### [Source extract]

*-*-*

I am in the beginning stage of writing my first book. Even though I have written many study guides for our seminars, this will be my first book. I don’t have a title, but the subject is the atmosphere for spiritual growth.
Growth begins with a seed. What is a seed made of? Biologically, a seed is made up of three parts. They are the seed cover, the embryo, and the endosperm. Each of these is an integral part of the seed. The seed cover is to protect the embryo and the endosperm. The embryo is the new plant that hasn’t emerged yet for the seed cover, and the endosperm is the substance that keeps the embryo alive until it becomes a plant.
For spiritual growth, the seed is the Word of God. It also has three parts. The cover of the Word of God is God Himself. He protects the seed so that it will accomplish what is needed in our lives. The other two parts are the rhema and logos parts of God’s Word. These are the two Greek words used in the Bible for the Word of God. You cannot separate the two. They are interdependent and they need each other to bring about spiritual growth. All these parts of a seed are dependent upon each other.
When I was about fourteen, I was blessed to accompany my aunt, uncle, and cousin on a trip out west. It was the first time this Iowa farm boy had ever seen a mountain. I was used to the fertile ground of northwest Iowa yielding outstanding harvests. I was accustomed to seeds producing plants. But when I saw trees and other plants growing from rocks, I was amazed at the power of a seed. A tiny seed could split a boulder! After years in ministry, I remain surprised at the power of God’s Word. It can break sin. It can change a life for eternity.
A seed has an amazing ability to mass-produce. The parable that Jesus gave us of the seed and sower in Mark 4 tells us that a seed can reproduce thirty, sixty, and a hundred times. The seed that Jesus is talking about is the Word of God.
In 1 Peter 1:22-25, Peter gives us a beautiful description of the seed of the Word of God. 1 Peter 1:23 says, “for you have been born again not of seed which is perishable but imperishable, that is, through the living and enduring word of God.” Peter uses three words to describe God’s Word. The first is imperishable. This tells us that God’s words will not decay or be destroyed. Last fall, I planted some grass seeds. Most of it germinated before the cold weather, but some seeds did not germinate. Those seeds are destroyed and will never yield grass. God’s Word is imperishable; time, temperature, or difficulties will not destroy it. It may lay until the ready, but it will be there as soon as the soil is prepared, and it will produce. Isaiah 55:11 says, “So will My word be which goes forth from My mouth; It will not return to Me empty, without accomplishing what I desire, and without succeeding in the matter for which I sent it.” That means when we sow the word of God into people’s lives, it will remain there until they allow it to grow. After sharing the gospel with someone, we sometimes think, “Well, that didn’t work.” That isn’t true; God’s Word is imperishable.
The other two words that Peter uses are living and enduring. I don’t have the space to go into them in-depth and maybe I will pick up there next month. I will finish by saying God’s Word, the seed, is amazing and powerful and is at work inside all of us.

*-*-*

### [Entries supplied]
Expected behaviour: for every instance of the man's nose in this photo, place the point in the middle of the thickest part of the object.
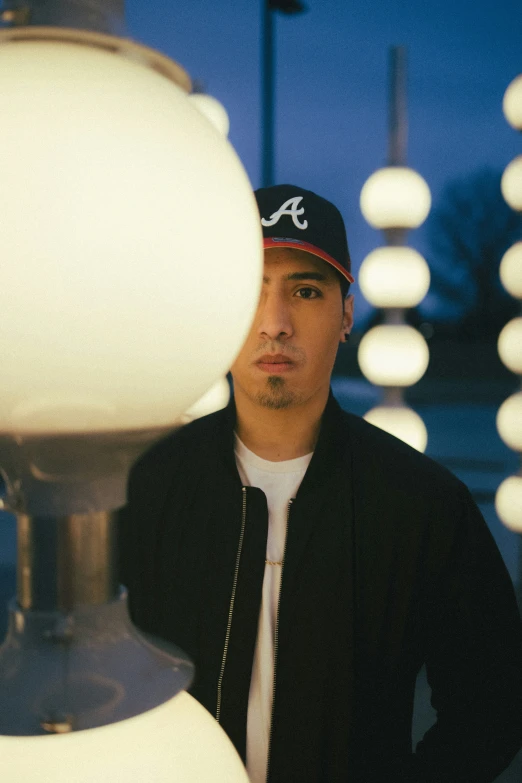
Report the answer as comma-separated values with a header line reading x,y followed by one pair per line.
x,y
275,321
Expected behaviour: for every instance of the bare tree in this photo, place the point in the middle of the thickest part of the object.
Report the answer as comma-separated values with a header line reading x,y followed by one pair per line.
x,y
469,231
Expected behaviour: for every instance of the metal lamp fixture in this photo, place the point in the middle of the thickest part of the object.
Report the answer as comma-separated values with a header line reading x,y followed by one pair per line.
x,y
395,199
116,202
508,500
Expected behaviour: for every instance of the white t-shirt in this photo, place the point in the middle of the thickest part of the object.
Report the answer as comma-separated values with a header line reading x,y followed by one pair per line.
x,y
280,482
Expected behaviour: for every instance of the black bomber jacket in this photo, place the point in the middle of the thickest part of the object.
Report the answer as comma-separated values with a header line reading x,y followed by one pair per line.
x,y
389,566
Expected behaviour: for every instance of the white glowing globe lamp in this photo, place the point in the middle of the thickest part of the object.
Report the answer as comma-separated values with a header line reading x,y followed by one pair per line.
x,y
395,197
510,345
512,103
394,277
213,400
511,270
177,741
213,110
509,421
132,251
508,503
402,422
511,184
393,355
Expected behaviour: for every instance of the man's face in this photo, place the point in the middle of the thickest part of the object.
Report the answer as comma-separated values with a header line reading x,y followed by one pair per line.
x,y
289,353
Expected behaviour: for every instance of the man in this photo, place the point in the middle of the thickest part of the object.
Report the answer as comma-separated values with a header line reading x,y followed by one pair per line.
x,y
311,564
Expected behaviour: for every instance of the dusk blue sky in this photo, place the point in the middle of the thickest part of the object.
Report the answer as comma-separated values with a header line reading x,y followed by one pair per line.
x,y
331,88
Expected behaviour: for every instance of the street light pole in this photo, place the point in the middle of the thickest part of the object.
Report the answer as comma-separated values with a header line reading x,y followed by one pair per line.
x,y
267,80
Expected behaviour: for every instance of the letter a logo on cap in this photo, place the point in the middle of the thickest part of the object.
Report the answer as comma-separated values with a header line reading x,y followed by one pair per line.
x,y
290,207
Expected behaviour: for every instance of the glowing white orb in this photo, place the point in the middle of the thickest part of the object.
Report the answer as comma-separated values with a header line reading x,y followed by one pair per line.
x,y
177,741
402,422
511,184
394,277
509,421
213,110
508,503
132,251
510,345
512,103
213,400
395,197
511,270
393,355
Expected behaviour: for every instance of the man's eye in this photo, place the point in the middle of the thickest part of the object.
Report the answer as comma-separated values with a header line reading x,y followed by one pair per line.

*-*-*

### [Work instructions]
1. In the reflection on the seed of God's Word, what three parts does a seed have biologically?
2. Reproduce word for word the part of the reflection on the seed of God's Word that opens with the words containing "I am in the" and closes with "becomes a plant.".

### [Expected results]
1. The seed cover, the embryo, and the endosperm.

2.
I am in the beginning stage of writing my first book. Even though I have written many study guides for our seminars, this will be my first book. I don’t have a title, but the subject is the atmosphere for spiritual growth.
Growth begins with a seed. What is a seed made of? Biologically, a seed is made up of three parts. They are the seed cover, the embryo, and the endosperm. Each of these is an integral part of the seed. The seed cover is to protect the embryo and the endosperm. The embryo is the new plant that hasn’t emerged yet for the seed cover, and the endosperm is the substance that keeps the embryo alive until it becomes a plant.